TASKS TO COMPLETE –
1 > In the PDP-11 cache memo, which buffer sizes will be simulated?
2 > Resume the PDP-11 cache memo after its last sentence.

SOURCE EXTRACT –

····················

# COMPANY CONFIDENTIAL

### TITLE: PDP-11 CACHE MEMORY SCHEME & CONSIDERATIONS

| PDP-11/40 Tech<br>Date:<br>Author(s): | Memo #20<br>October 6, 1970<br>Don Vonada, Jim Murphy                                                     |
|---------------------------------------|-----------------------------------------------------------------------------------------------------------|
| Revision:                             | None Obsolete: None<br>Cache Memory, Buffer, Memory, Memory<br>Processor Interaction, Paging/Segmentation |
| Distribution:                         | PDP-11 Master List<br>PDP-11 Coordinating Committee<br>PDP-11/40 Group                                    |

· 1

#### ABSTRACT

The parameters of a buffer memory to be used in a PDP-11/40 are discussed. The objective is to reasonably constrain the variables involved so that a simulation program may be written and the proposed buffer performance can be evaluated.

The parameters of major interest are cache size, block size, number of sets, and write-back algorithms. The present guess is that the cache will likely be about 512 words in 8 word blocks, with 2 or 4 sets of congruently mapped blocks.

### **1. PHYSICAL PARAMETERS**

- 1.1 <u>Buffer Size</u> Buffer size refers to the total word capacity of the cache memory, irrespective of the mapping algorithm. (Refer to Figure 1.) Buffer sizes of 256, 512, and 2048 16-bit words will be simulated. These values were chosen to provide insight and direction. The final choice is not limited to these values. It is interesting to note that the IBM 360/85 employs a cache with 16K 8-bit bytes, expandable to 32K bytes.

····················

INFORMATION SHOWN –
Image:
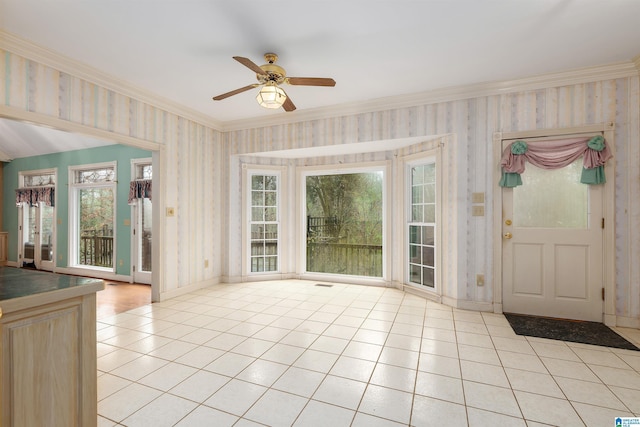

····················

SET OF ANSWERS –
1 > Buffer sizes of 256, 512, and 2048 16-bit words.

2 >
- 1.2 Block Size - Block size refers to the number of words transferred from main to cache memory for each word requested which is not in cache memory. Transferring a number of words for each request is normally done to give a pseudo prefetch capability to the buffer. Block sizes of 4, 8, and 32 16-bit words will be simulated. The general comments of Section 1.1 are applicable. Again, using IBM as a quide, their block size is 64 8-bit bytes. The block size of 1 will be tried for one configuration to provide a basis for comparison with the simulation work done for the PDP-8F. This is expected to be a relatively unoptimum solution because of the absence of prefetch and the requirement of an associative address bit with each cache word.
- **1.3** <u>Mapping Algorithms</u> (Refer to Figure 1)
  - 1.3.1 <u>Full Associative</u> This method makes the most efficient use of the buffer space. However, address tags are larger than other schemes thus increasing hardware costs. Also, all buffer addresses must be checked, thus decreasing buffer performance.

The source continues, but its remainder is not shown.